__WHAT YOU HAVE TO DO__: Reproduce every line that appears below, precisely and completely.

__WORKING DATA__:
--------------------------------------------------

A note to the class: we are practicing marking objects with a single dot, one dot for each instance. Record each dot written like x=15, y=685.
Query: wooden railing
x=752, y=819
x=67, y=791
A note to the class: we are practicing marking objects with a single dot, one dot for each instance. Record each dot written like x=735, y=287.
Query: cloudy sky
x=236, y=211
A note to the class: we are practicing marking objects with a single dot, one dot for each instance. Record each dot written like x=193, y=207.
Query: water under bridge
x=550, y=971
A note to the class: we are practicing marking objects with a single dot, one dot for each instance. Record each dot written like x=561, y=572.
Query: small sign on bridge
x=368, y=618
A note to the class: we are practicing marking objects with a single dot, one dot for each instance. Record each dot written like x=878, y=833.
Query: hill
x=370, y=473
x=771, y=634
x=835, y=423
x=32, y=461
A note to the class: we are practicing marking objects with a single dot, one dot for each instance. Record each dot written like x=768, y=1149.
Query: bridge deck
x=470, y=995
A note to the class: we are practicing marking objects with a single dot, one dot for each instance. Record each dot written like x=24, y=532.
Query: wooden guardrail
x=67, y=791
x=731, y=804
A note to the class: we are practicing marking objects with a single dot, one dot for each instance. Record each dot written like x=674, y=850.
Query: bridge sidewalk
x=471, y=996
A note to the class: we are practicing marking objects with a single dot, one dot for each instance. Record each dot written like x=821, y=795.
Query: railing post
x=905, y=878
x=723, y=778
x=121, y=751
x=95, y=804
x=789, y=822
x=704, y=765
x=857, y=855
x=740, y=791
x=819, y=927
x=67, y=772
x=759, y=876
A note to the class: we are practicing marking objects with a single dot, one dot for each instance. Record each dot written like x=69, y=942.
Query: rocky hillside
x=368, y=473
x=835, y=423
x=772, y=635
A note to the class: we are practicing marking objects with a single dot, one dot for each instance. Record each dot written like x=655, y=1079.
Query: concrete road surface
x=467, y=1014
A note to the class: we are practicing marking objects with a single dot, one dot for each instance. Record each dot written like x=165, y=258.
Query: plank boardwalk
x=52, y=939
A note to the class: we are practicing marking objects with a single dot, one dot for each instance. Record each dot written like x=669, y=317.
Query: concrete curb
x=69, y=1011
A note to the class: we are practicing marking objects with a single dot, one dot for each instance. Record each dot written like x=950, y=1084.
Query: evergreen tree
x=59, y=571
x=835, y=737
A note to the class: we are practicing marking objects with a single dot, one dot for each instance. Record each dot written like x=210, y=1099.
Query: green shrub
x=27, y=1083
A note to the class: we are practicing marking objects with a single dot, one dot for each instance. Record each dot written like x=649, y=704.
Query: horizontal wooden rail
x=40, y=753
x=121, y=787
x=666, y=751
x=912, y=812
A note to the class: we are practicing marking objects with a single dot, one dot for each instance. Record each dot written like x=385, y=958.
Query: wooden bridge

--------------------------------------------------

__RESPONSE__:
A note to the class: we are practicing marking objects with a single dot, one dot for each instance. Record each dot written like x=15, y=685.
Query: wooden railing
x=752, y=819
x=67, y=791
A note to the class: we are practicing marking objects with a single dot, one dot for each instance. Record each dot written like x=735, y=287.
Query: cloudy sky
x=236, y=211
A note to the class: we are practicing marking objects with a single dot, one dot for each instance. Record each dot written like x=193, y=207.
Query: water under bridge
x=550, y=971
A note to the class: we are practicing marking objects with a single dot, one dot for each instance. Record each dot written like x=561, y=572.
Query: small sign on bridge
x=368, y=618
A note to the class: we are practicing marking objects with a single dot, one dot for each instance. Record each dot written like x=878, y=833.
Query: hill
x=370, y=473
x=771, y=634
x=835, y=423
x=32, y=461
A note to the class: we are practicing marking objects with a single dot, one dot for each instance. Record each dot written like x=768, y=1149.
Query: bridge deck
x=470, y=995
A note to the class: we are practicing marking objects with a single dot, one dot for each instance. Record each dot written like x=24, y=532.
Query: wooden guardrail
x=67, y=791
x=731, y=804
A note to the class: we are practicing marking objects with a single dot, one dot for each instance. Record each dot written like x=674, y=850.
Query: bridge sidewalk
x=471, y=996
A note to the class: we are practicing marking objects with a single dot, one dot for each instance. Record each dot written like x=821, y=795.
Query: railing post
x=905, y=878
x=723, y=778
x=121, y=751
x=95, y=804
x=789, y=822
x=704, y=765
x=857, y=855
x=740, y=791
x=819, y=927
x=67, y=772
x=759, y=876
A note to the class: we are practicing marking objects with a single dot, one dot for each instance. Record each dot written like x=69, y=942.
Query: rocky hillside
x=368, y=473
x=835, y=423
x=772, y=635
A note to the class: we are practicing marking objects with a single dot, one dot for each instance. Record each dot written like x=655, y=1079.
Query: concrete road surface
x=467, y=1014
A note to the class: we are practicing marking objects with a single dot, one dot for each instance. Record each dot written like x=165, y=258.
Query: plank boardwalk
x=52, y=939
A note to the class: we are practicing marking objects with a single dot, one dot for each instance. Record each dot written like x=669, y=317.
Query: concrete curb
x=69, y=1011
A note to the class: we are practicing marking objects with a single dot, one dot for each instance. Record each dot written like x=950, y=1084.
Query: evergreen tree
x=59, y=571
x=835, y=737
A note to the class: we are practicing marking objects with a single dot, one dot for each instance. Record each dot written like x=210, y=1099.
Query: green shrub
x=27, y=1083
A note to the class: we are practicing marking objects with a single dot, one dot for each instance. Record each dot written like x=649, y=704.
Query: horizontal wooden rail
x=40, y=753
x=121, y=787
x=666, y=751
x=912, y=812
A note to the class: we are practicing marking objects with a single dot, one dot for each instance. Record each dot written like x=385, y=958.
Query: wooden bridge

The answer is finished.